EXERCISE:
Turn the entries below into a two-column CSV headed text,answer, with one row for each text and its answer. Put each value in one quoted field and change any line breaks to spaces.
[START LISTED RECORDS]
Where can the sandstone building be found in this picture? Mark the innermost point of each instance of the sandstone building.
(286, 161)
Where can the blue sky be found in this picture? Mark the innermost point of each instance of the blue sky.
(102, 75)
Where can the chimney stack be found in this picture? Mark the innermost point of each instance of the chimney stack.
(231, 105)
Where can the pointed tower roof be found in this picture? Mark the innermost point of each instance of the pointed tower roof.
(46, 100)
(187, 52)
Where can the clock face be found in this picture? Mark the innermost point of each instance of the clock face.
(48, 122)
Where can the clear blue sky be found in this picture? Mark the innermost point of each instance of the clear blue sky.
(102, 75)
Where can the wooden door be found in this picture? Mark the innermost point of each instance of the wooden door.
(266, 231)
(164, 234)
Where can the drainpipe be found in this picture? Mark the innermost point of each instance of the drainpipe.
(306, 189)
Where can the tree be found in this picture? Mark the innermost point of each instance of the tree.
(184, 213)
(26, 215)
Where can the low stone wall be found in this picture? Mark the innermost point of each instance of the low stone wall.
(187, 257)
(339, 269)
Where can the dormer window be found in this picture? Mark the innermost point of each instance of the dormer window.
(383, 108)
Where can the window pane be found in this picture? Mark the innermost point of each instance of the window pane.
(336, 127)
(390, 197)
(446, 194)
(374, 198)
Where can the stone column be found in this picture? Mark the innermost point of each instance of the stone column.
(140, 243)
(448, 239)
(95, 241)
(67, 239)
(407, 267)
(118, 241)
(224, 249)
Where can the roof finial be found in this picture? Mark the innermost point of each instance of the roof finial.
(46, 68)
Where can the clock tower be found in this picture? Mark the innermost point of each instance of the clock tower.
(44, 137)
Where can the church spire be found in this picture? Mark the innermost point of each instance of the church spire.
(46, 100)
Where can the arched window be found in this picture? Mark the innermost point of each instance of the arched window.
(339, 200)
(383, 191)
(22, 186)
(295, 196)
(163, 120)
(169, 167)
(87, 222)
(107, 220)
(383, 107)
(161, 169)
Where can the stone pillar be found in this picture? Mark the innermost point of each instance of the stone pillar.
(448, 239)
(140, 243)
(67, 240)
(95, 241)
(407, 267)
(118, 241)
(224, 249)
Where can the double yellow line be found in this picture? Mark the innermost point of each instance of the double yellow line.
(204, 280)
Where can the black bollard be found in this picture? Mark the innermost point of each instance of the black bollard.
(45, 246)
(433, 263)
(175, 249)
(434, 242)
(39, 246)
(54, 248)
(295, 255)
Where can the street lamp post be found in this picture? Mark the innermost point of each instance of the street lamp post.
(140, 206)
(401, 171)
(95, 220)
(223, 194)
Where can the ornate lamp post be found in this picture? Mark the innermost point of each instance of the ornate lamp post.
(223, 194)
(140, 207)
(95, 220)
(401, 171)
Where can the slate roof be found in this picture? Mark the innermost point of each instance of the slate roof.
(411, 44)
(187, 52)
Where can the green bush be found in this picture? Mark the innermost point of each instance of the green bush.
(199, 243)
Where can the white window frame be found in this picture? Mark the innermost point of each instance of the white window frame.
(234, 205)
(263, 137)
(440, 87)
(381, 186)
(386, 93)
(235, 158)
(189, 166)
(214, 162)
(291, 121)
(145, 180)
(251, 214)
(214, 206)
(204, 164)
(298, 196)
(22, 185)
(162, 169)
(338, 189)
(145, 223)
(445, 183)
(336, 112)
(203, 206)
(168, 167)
[END LISTED RECORDS]
CORRECT ANSWER:
text,answer
"Where can the sandstone building be found in this picture? Mark the innermost point of each instance of the sandstone building.","(286, 161)"
"Where can the blue sky be found in this picture? Mark the innermost point of each instance of the blue sky.","(102, 75)"
"Where can the chimney stack be found in this picture? Mark the innermost point of each instance of the chimney stack.","(231, 105)"
"Where can the pointed tower roof be found in this picture? Mark the innermost point of each instance of the pointed tower roof.","(46, 100) (187, 52)"
"Where can the clock face be found in this picture? Mark the innermost point of each instance of the clock face.","(48, 122)"
"Where can the clear blue sky be found in this picture? Mark the innermost point of each instance of the clear blue sky.","(102, 75)"
"Where can the wooden door be found in this picture? Mark the innermost point of each instance of the wooden door.","(266, 231) (164, 234)"
"Where can the drainpipe be found in this picture? Mark the innermost point of each instance of the drainpipe.","(306, 189)"
"Where can the tree be found in this picture? Mark the innermost point of each instance of the tree.","(184, 213) (26, 215)"
"Where can the low stone wall be found in this picture? Mark the innermost point of each instance of the low stone wall.","(187, 257) (339, 269)"
"Where can the dormer window be found in this picture? Mark the innermost point of each instance of the dormer window.","(383, 108)"
"Where can the window pane be found in this picture? Mark the innermost point of each instance of the window pane.","(336, 127) (390, 197) (446, 194) (374, 198)"
"Where can the stone column be found in this picture? Mark the innermost point of each instance of the stone column.","(140, 243) (448, 239) (95, 241) (67, 239) (407, 267) (118, 241) (224, 249)"
"Where can the roof finial be found in this picture? Mark the innermost point of each instance of the roof finial.","(46, 68)"
"Where can the clock tower be found in this picture? Mark the innermost point of each instance of the clock tower.","(44, 137)"
"Where can the church spire be found in this picture? Mark the innermost point of each instance of the church spire.","(46, 100)"
"Where can the arched window be found in this picture? Mark the innermost point of each instance of the arched window.","(339, 200) (383, 191) (22, 186) (295, 196) (163, 120) (169, 167) (87, 222) (107, 220) (383, 107) (161, 169)"
"Where can the stone pillar be found in this picture? Mark the innermost point of each instance of the stone pillar.","(448, 239) (140, 243) (67, 240) (95, 241) (407, 267) (118, 241) (224, 249)"
"Where can the double yellow line be found in this picture? Mark the innermost point of each instance of the double yellow line.","(204, 280)"
"Where can the black bollard be found in this picture? Mark the innermost point of each instance of the black bollard.","(45, 246) (433, 263) (175, 249) (434, 242) (39, 246) (54, 248) (295, 255)"
"Where can the street lamp post be found in this picture? Mark the innermost point of each instance of the street lamp post.","(140, 206) (401, 171) (95, 220) (223, 194)"
"Where can the ornate lamp post be found in this picture? Mark the innermost point of each instance of the ornate lamp post.","(223, 194) (140, 207) (95, 220) (401, 171)"
"Where can the slate roof be found in this picture? Mark the innermost point of each instance of the slate roof.","(411, 44) (187, 52)"
"Where can the green bush be found in this picture? Mark the innermost point of each instance of the green bush.","(199, 243)"
"Where can the white window frame be found in this picture? Mark the innermost point of each instance of the white window frame.","(234, 205) (263, 137) (440, 87) (381, 186) (386, 93) (235, 158) (189, 166) (214, 162) (291, 121) (145, 180) (251, 214) (214, 206) (204, 164) (298, 196) (22, 185) (162, 169) (338, 189) (145, 223) (445, 183) (336, 112) (203, 206) (168, 167)"